** BEGIN Document text **

# How to obtain the Gauss-Seidel iterative results in this form?

I need to use the Gauss Seidel iterative method to solve the linear equations $$\left\{\begin{array}{l} 8 x_{1}-3 x_{2}+2 x_{3}=20 \\ 4 x_{1}+11 x_{2}-x_{3}=33 \\ 6 x_{1}+3 x_{2}+12 x_{3}=36 \end{array}\right.$$ .

(*GaussSedel iterative method*)

** END Document text **

__Tasks and exercises__.
[1] Summarize the Gauss-Seidel post in one sentence.
[2] In the Gauss-Seidel post, what value does the third equation of the system equal?

** BEGIN Supplied material **

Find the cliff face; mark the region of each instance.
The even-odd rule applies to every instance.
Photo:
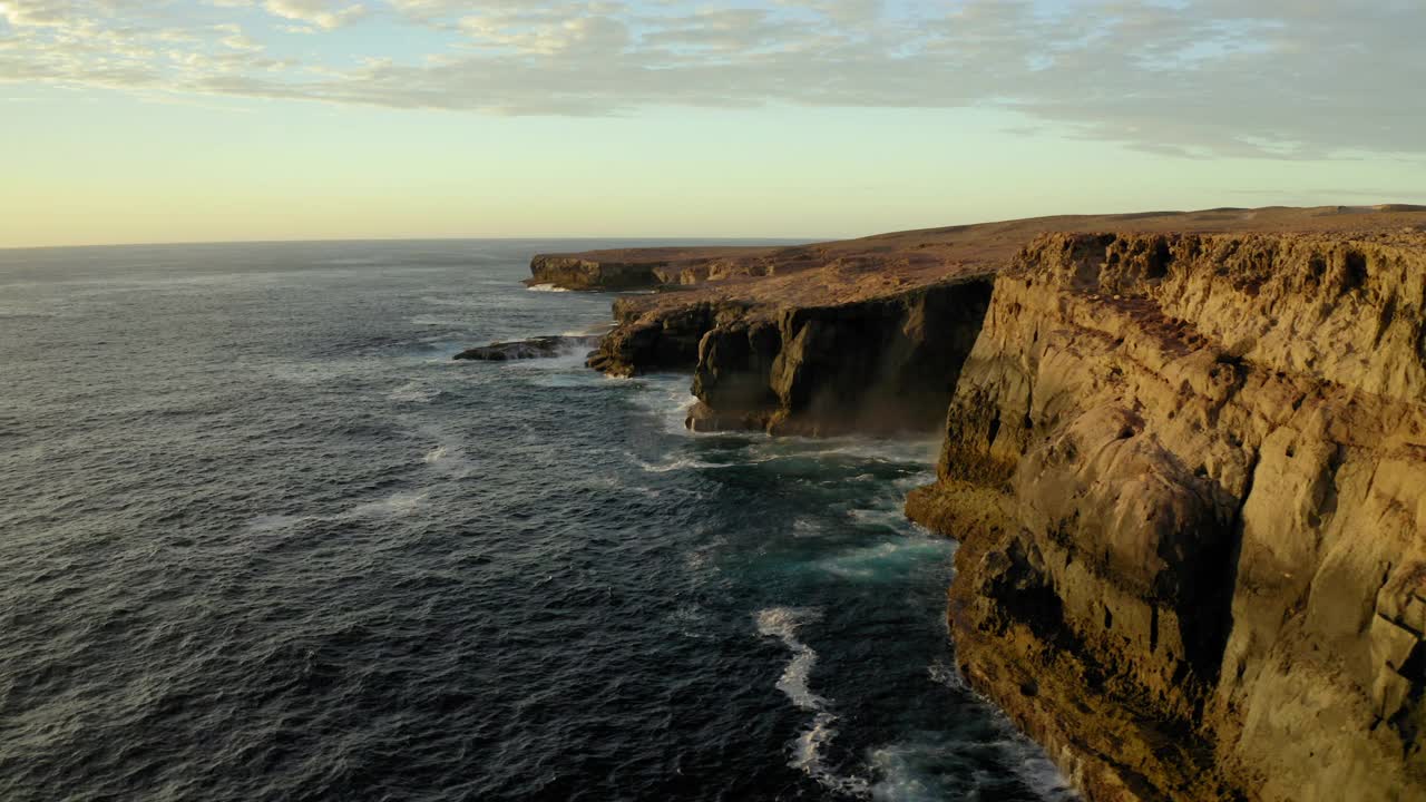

** END Supplied material **

__Results in order__.
[1] The poster needs to solve the linear system 8x₁ − 3x₂ + 2x₃ = 20, 4x₁ + 11x₂ − x₃ = 33, and 6x₁ + 3x₂ + 12x₃ = 36 with the Gauss-Seidel iterative method.

[2] 36 (6x₁ + 3x₂ + 12x₃ = 36).